**WHAT YOU WILL DO**
Begin with the line that holds "Identify each instance of the white throw". Output it and all remaining lines of the material, verbatim, ending with the last.

**THE DATA**

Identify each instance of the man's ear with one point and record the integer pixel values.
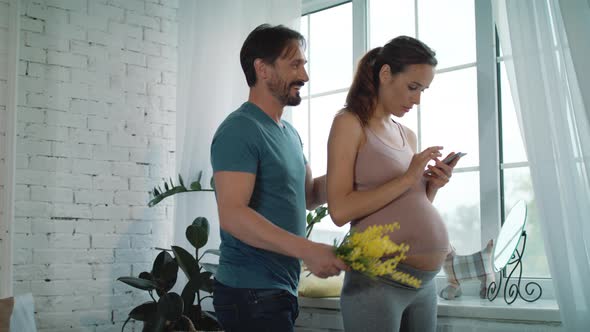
(384, 74)
(261, 69)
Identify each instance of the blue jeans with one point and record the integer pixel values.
(248, 309)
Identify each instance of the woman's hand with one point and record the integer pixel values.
(438, 175)
(416, 169)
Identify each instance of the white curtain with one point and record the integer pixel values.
(549, 95)
(211, 85)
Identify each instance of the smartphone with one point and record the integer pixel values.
(450, 159)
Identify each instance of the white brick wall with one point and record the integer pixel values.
(4, 10)
(96, 126)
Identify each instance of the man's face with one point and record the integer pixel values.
(288, 76)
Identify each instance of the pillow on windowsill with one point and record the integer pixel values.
(460, 268)
(6, 306)
(312, 286)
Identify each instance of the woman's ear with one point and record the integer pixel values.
(261, 69)
(384, 74)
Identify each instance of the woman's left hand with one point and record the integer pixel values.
(438, 175)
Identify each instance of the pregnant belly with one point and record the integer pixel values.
(421, 227)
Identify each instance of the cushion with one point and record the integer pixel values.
(459, 268)
(312, 286)
(6, 306)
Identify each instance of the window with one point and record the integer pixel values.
(450, 113)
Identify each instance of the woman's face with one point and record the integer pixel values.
(398, 93)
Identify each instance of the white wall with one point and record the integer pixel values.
(96, 131)
(4, 74)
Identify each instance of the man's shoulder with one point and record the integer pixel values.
(238, 122)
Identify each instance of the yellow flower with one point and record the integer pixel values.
(365, 251)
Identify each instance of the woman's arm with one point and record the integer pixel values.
(346, 204)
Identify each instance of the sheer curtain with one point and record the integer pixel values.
(548, 96)
(211, 84)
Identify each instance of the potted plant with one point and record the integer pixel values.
(171, 311)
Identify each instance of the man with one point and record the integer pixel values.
(263, 186)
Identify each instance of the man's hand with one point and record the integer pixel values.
(321, 260)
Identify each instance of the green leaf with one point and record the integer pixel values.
(156, 323)
(145, 311)
(161, 260)
(188, 295)
(206, 282)
(171, 306)
(187, 262)
(198, 233)
(210, 267)
(138, 283)
(196, 185)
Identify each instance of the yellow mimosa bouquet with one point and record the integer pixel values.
(365, 251)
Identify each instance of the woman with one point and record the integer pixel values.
(375, 176)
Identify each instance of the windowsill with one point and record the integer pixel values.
(543, 310)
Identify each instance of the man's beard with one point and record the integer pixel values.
(281, 90)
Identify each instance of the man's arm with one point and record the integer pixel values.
(234, 190)
(315, 189)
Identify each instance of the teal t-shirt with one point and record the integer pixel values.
(249, 141)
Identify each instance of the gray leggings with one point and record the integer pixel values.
(382, 305)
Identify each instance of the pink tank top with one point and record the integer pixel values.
(421, 227)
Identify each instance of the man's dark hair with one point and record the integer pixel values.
(266, 42)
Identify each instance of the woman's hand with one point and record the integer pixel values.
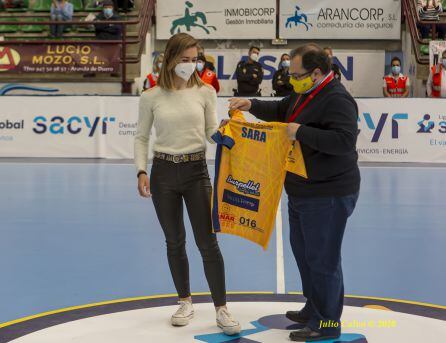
(239, 104)
(223, 123)
(144, 186)
(292, 130)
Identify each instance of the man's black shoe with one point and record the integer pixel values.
(296, 316)
(308, 335)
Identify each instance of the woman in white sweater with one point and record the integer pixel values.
(183, 111)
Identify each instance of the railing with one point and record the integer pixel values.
(412, 19)
(144, 20)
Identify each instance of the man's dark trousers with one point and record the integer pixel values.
(317, 227)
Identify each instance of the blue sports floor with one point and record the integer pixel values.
(77, 232)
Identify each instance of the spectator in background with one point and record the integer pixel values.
(108, 31)
(125, 5)
(152, 78)
(396, 85)
(207, 75)
(249, 74)
(281, 78)
(209, 65)
(61, 10)
(436, 83)
(12, 4)
(430, 10)
(334, 67)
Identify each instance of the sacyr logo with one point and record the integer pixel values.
(74, 125)
(426, 125)
(298, 19)
(12, 125)
(190, 20)
(9, 58)
(378, 129)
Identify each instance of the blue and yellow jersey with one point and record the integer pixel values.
(250, 167)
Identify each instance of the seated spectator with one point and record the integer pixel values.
(8, 4)
(334, 67)
(281, 78)
(61, 10)
(209, 65)
(207, 75)
(108, 31)
(436, 84)
(430, 10)
(125, 5)
(396, 85)
(152, 78)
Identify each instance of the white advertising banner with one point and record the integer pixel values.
(391, 130)
(409, 130)
(436, 48)
(359, 80)
(340, 19)
(213, 19)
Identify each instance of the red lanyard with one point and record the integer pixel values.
(315, 92)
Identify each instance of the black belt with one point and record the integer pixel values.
(197, 156)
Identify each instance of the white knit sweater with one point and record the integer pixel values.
(183, 120)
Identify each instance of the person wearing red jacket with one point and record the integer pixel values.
(207, 75)
(152, 78)
(396, 85)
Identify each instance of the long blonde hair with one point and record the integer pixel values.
(176, 45)
(159, 58)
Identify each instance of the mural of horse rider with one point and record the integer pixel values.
(190, 20)
(298, 19)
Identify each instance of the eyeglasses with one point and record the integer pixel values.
(300, 76)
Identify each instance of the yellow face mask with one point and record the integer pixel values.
(301, 86)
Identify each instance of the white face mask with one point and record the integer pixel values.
(185, 70)
(254, 57)
(200, 66)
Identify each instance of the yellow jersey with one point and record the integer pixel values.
(250, 167)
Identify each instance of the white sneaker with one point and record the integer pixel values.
(227, 323)
(183, 314)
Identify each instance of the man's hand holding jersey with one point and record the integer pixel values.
(245, 105)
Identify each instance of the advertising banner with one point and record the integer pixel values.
(41, 58)
(340, 19)
(390, 130)
(228, 19)
(360, 81)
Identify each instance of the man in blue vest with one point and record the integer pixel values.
(322, 116)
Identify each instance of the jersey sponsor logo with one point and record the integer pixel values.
(227, 217)
(241, 201)
(249, 187)
(253, 134)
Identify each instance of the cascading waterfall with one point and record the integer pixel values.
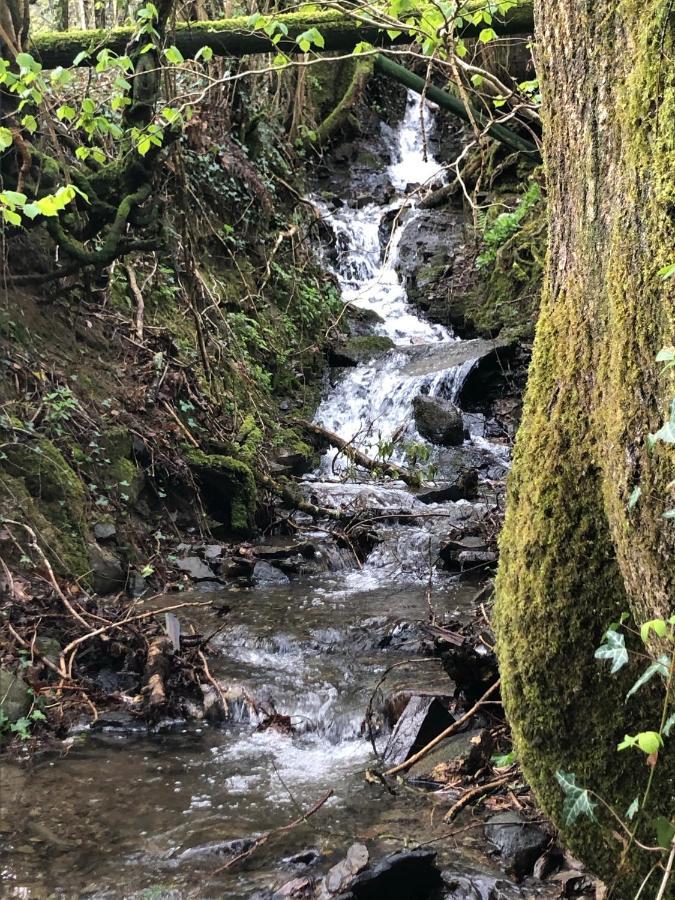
(372, 404)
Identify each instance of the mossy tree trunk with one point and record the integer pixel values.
(573, 556)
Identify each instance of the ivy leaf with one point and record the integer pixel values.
(658, 626)
(174, 56)
(614, 649)
(634, 496)
(660, 667)
(578, 801)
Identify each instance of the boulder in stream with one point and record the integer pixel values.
(519, 842)
(438, 420)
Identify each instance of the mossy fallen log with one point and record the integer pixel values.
(236, 37)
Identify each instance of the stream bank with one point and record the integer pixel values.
(303, 629)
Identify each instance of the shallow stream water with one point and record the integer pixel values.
(143, 814)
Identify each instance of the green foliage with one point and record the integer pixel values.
(496, 233)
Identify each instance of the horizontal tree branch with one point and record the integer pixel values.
(235, 37)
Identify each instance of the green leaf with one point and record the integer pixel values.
(174, 56)
(665, 832)
(660, 667)
(29, 123)
(634, 496)
(578, 802)
(486, 35)
(205, 53)
(658, 626)
(613, 649)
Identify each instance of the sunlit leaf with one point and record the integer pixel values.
(614, 649)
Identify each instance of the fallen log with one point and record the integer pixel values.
(454, 105)
(237, 37)
(391, 470)
(156, 671)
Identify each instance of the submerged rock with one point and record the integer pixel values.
(264, 573)
(437, 420)
(519, 842)
(15, 701)
(195, 568)
(423, 718)
(405, 875)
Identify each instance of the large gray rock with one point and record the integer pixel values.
(519, 842)
(439, 421)
(108, 573)
(196, 568)
(15, 700)
(264, 573)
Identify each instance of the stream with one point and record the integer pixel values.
(132, 813)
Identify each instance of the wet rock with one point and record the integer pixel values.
(342, 874)
(103, 531)
(285, 550)
(423, 718)
(15, 701)
(213, 551)
(465, 755)
(356, 350)
(464, 487)
(406, 875)
(108, 574)
(237, 567)
(519, 842)
(196, 568)
(489, 378)
(304, 859)
(264, 573)
(439, 421)
(477, 886)
(361, 322)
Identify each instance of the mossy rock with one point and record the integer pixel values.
(38, 487)
(360, 349)
(228, 489)
(118, 471)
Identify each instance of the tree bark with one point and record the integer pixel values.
(573, 556)
(235, 37)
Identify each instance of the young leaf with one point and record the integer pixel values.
(613, 649)
(660, 667)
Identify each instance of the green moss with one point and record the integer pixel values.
(228, 488)
(38, 487)
(573, 557)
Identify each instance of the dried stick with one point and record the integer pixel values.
(472, 794)
(268, 834)
(451, 729)
(33, 544)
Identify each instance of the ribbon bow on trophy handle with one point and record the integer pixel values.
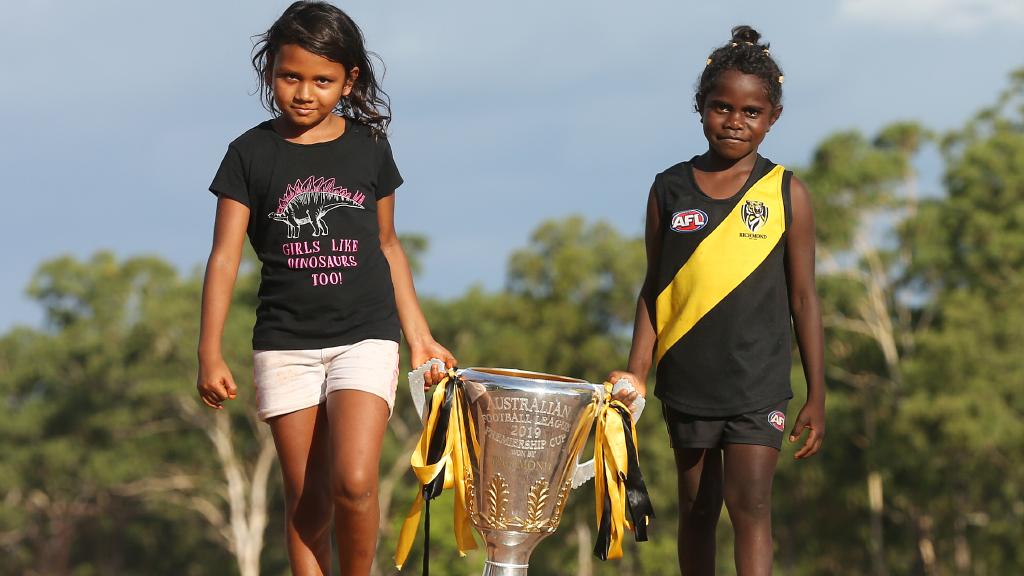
(585, 471)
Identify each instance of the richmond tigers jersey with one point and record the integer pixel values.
(722, 311)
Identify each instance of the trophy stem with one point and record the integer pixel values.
(504, 560)
(499, 569)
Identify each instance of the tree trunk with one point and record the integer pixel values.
(926, 545)
(877, 502)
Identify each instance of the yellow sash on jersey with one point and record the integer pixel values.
(730, 253)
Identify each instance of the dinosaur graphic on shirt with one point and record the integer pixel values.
(306, 202)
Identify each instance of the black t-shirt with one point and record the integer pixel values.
(722, 307)
(312, 222)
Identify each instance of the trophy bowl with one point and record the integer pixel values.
(525, 434)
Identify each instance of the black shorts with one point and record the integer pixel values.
(764, 427)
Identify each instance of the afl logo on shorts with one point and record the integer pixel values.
(689, 220)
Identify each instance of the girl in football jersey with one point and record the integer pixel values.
(313, 189)
(730, 268)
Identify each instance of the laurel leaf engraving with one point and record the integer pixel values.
(556, 513)
(535, 505)
(498, 499)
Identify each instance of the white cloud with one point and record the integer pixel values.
(944, 15)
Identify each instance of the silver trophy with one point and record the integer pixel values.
(522, 434)
(527, 430)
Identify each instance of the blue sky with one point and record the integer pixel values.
(116, 114)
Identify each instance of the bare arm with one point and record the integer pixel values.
(806, 312)
(214, 382)
(414, 324)
(644, 335)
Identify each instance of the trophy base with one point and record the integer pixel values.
(502, 569)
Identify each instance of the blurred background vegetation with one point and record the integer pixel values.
(109, 465)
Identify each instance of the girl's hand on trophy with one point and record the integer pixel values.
(626, 396)
(422, 354)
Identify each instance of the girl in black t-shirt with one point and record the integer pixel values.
(313, 189)
(730, 268)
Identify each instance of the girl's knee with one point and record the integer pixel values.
(309, 517)
(749, 503)
(354, 490)
(700, 511)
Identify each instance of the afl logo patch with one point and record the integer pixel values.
(755, 214)
(688, 220)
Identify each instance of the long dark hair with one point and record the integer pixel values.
(326, 31)
(745, 53)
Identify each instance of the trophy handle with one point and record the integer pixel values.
(585, 471)
(416, 381)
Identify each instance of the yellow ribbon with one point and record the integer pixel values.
(611, 476)
(454, 461)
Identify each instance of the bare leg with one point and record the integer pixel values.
(301, 439)
(699, 506)
(749, 472)
(357, 421)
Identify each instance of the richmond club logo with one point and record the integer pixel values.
(688, 220)
(755, 214)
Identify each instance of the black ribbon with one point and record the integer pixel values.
(434, 488)
(637, 498)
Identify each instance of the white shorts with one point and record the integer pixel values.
(290, 380)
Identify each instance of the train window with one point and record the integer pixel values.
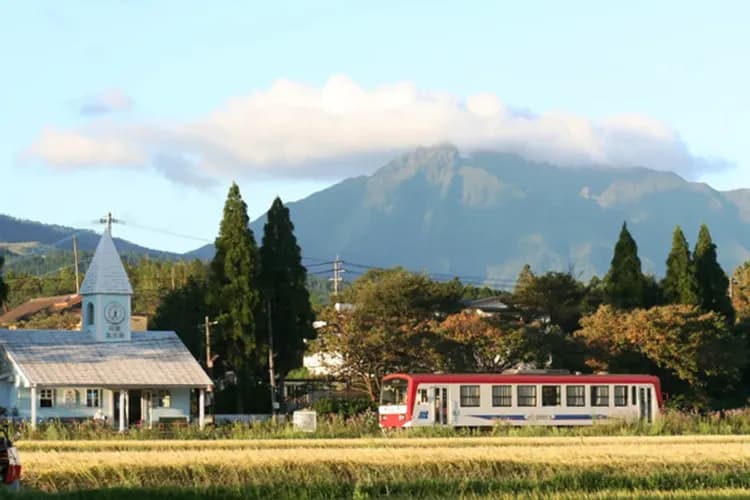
(550, 395)
(599, 395)
(575, 395)
(501, 395)
(394, 392)
(621, 395)
(526, 395)
(469, 395)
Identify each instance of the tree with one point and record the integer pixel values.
(680, 286)
(694, 351)
(283, 281)
(233, 292)
(391, 327)
(741, 291)
(3, 286)
(625, 286)
(491, 345)
(712, 282)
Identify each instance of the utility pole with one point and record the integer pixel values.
(337, 271)
(271, 373)
(75, 259)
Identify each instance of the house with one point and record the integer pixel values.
(105, 370)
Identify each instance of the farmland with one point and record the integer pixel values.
(473, 467)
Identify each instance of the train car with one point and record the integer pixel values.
(537, 397)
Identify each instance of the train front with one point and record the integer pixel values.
(394, 402)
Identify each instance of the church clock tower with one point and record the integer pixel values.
(106, 293)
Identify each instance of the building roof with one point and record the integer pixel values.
(106, 273)
(489, 304)
(71, 358)
(33, 306)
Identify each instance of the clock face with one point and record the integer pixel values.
(114, 313)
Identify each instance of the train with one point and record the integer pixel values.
(516, 397)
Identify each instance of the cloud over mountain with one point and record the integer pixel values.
(297, 130)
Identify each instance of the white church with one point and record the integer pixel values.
(104, 371)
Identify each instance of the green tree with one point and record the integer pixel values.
(283, 281)
(712, 282)
(625, 286)
(233, 293)
(3, 287)
(389, 324)
(679, 285)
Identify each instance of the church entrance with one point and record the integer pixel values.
(134, 407)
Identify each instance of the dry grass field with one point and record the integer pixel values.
(472, 467)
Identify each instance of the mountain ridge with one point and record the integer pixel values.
(486, 214)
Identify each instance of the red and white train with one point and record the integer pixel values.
(535, 397)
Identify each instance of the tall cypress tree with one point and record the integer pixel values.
(3, 286)
(233, 291)
(710, 277)
(625, 286)
(679, 285)
(283, 282)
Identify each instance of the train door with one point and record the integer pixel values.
(440, 402)
(644, 403)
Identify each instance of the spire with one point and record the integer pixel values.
(106, 274)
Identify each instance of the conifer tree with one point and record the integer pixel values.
(283, 281)
(3, 286)
(712, 282)
(625, 286)
(233, 291)
(679, 285)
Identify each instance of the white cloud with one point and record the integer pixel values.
(108, 101)
(293, 129)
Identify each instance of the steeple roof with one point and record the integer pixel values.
(106, 273)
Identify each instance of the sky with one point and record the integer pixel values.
(150, 110)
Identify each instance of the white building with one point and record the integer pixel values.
(105, 369)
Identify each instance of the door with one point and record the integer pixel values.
(644, 403)
(134, 407)
(440, 402)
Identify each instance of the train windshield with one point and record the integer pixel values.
(394, 392)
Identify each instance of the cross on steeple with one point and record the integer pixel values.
(109, 220)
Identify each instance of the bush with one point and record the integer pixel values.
(346, 408)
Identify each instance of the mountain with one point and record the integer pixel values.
(20, 237)
(484, 215)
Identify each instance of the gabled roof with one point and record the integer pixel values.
(106, 273)
(69, 358)
(490, 304)
(33, 306)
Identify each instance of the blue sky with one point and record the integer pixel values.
(151, 109)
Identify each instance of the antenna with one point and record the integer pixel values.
(109, 220)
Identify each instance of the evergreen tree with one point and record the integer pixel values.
(283, 281)
(625, 286)
(3, 286)
(711, 281)
(679, 285)
(233, 292)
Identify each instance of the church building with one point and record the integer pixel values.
(104, 371)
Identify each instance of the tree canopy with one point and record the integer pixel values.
(233, 292)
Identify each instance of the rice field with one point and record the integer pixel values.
(457, 467)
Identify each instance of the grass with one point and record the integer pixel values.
(472, 467)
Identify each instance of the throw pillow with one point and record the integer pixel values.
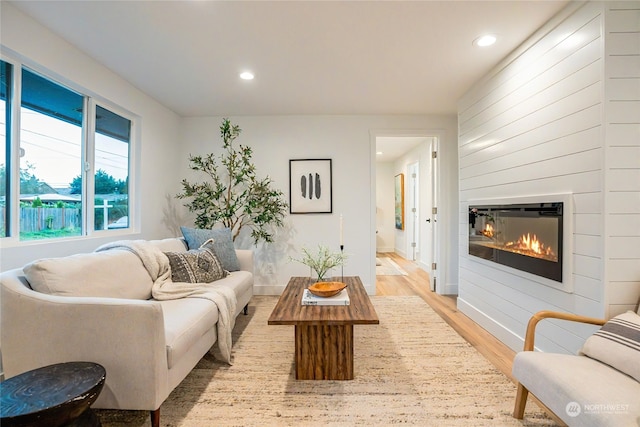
(617, 344)
(195, 266)
(222, 244)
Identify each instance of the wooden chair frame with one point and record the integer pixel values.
(529, 343)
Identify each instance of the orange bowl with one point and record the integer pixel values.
(327, 289)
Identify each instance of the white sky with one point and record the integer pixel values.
(53, 148)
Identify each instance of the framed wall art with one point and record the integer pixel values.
(399, 201)
(310, 186)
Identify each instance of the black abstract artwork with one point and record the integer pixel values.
(310, 186)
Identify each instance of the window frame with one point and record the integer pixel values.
(90, 101)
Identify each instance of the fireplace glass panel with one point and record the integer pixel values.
(527, 237)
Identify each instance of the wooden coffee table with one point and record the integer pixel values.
(323, 334)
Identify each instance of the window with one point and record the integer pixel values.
(6, 80)
(112, 170)
(51, 136)
(73, 161)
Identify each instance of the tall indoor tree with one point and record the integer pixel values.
(233, 195)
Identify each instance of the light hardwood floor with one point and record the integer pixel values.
(417, 283)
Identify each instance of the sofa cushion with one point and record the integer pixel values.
(186, 320)
(195, 266)
(617, 344)
(171, 244)
(580, 390)
(112, 274)
(222, 244)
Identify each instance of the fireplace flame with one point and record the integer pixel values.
(529, 244)
(488, 230)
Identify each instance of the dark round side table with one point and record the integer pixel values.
(52, 396)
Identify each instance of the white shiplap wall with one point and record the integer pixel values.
(536, 126)
(622, 145)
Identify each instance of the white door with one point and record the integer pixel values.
(412, 210)
(431, 228)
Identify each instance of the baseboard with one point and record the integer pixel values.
(449, 289)
(495, 328)
(384, 250)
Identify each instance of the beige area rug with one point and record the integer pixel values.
(388, 267)
(412, 369)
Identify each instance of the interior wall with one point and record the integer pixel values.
(350, 142)
(622, 156)
(154, 160)
(534, 127)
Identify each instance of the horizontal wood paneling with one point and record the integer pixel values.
(511, 76)
(536, 127)
(623, 134)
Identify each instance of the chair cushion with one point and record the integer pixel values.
(579, 390)
(617, 344)
(111, 274)
(222, 244)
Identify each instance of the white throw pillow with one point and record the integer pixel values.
(112, 274)
(617, 344)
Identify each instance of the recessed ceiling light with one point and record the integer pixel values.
(486, 40)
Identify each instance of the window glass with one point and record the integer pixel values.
(112, 170)
(50, 159)
(5, 134)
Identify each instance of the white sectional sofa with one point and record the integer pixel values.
(98, 307)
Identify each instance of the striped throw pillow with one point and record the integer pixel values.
(617, 344)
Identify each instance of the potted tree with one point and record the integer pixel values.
(233, 195)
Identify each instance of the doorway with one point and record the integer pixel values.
(409, 154)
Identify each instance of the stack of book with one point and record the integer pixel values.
(340, 299)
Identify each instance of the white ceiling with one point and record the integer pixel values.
(309, 57)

**EXERCISE ANSWER**
Identify each instance of the white throw pillow with one point and record the integer pixel values.
(112, 274)
(617, 344)
Identify each instance of the recessed ceiling light with one point and record the integer pixel values.
(486, 40)
Identify each instance of the window glass with one point and record the integer pixel values.
(112, 170)
(50, 159)
(5, 134)
Identify each instance of the white sectional sofa with one point and record the integer pixel values.
(98, 307)
Identify each instance of the striped throw pillow with one point and record the integer pixel values.
(617, 344)
Identify each instance of the potted tree with one point and record the integer pixel values.
(233, 195)
Identify each instance of the doorway with one point and record the integer pixel values.
(409, 154)
Identify each instance of the stack of book with one point and record the integer pixel values.
(340, 299)
Identify each instance of the white ceiling with one point and record the integer pixel values.
(309, 57)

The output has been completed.